▸ Directions for this task
In the entries below, find every line that contains the word "noun" and copy each of those lines. Match capital and lowercase letters exactly.

===== Data provided

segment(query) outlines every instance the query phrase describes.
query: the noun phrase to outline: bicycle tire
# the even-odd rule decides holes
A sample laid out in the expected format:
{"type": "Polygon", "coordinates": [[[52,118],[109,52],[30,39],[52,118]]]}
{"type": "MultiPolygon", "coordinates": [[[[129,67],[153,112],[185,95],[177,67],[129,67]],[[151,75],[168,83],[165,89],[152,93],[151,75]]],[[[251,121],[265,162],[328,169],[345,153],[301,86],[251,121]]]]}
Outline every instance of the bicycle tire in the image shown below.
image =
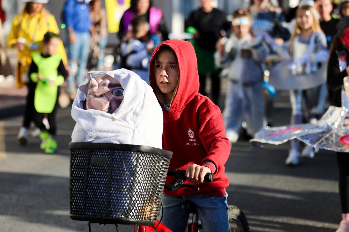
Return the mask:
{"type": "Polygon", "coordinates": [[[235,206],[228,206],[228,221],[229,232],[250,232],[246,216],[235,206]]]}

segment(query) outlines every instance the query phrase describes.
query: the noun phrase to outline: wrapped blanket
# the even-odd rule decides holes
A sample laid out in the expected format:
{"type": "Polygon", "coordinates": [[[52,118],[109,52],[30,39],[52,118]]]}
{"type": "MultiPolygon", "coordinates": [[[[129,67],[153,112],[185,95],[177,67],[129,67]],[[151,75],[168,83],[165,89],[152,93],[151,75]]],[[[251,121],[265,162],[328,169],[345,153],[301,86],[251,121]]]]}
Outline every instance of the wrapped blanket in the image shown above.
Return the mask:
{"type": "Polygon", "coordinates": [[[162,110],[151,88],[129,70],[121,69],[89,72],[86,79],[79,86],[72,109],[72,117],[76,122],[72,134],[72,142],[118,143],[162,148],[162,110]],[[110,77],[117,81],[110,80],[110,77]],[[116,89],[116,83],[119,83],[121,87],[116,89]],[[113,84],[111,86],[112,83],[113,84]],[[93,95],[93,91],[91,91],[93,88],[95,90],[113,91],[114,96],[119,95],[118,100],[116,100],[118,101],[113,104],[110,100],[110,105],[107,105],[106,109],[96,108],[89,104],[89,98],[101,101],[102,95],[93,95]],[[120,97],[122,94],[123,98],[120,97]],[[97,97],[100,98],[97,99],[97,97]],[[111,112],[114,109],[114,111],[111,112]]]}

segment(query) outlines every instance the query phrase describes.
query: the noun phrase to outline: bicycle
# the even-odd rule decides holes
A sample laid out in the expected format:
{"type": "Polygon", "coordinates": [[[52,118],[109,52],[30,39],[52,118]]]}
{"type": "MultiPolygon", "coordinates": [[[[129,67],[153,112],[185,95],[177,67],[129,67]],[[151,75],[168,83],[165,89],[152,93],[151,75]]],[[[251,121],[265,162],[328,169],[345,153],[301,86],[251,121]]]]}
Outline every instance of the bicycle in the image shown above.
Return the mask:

==========
===== Data provided

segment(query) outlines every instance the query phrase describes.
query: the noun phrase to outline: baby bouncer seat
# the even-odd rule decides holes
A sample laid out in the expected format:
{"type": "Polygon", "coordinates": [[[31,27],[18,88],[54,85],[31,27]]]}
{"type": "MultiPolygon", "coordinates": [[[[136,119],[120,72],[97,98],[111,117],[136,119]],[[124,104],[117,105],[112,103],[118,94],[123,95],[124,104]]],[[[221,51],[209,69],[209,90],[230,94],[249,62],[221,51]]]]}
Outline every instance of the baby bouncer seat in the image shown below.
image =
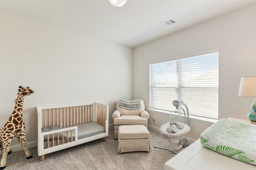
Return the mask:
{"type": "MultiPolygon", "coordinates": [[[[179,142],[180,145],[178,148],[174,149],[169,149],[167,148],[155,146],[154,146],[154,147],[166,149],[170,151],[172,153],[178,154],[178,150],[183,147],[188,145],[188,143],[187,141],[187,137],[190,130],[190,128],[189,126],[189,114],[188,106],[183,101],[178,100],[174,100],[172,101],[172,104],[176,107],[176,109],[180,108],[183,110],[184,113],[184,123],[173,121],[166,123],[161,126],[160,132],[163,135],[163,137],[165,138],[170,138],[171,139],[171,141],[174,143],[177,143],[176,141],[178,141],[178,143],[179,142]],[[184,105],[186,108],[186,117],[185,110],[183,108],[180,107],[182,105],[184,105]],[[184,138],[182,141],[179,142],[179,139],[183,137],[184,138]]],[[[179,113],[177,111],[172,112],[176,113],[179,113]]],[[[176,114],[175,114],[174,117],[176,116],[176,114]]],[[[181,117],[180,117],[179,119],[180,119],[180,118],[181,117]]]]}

==========

▸ Answer to the task
query: the noun phrase to outline: bicycle tire
query: the noun phrase to outline: wrapped blanket
query: the noun phrase to outline: bicycle
query: the noun phrase to outline: baby bouncer seat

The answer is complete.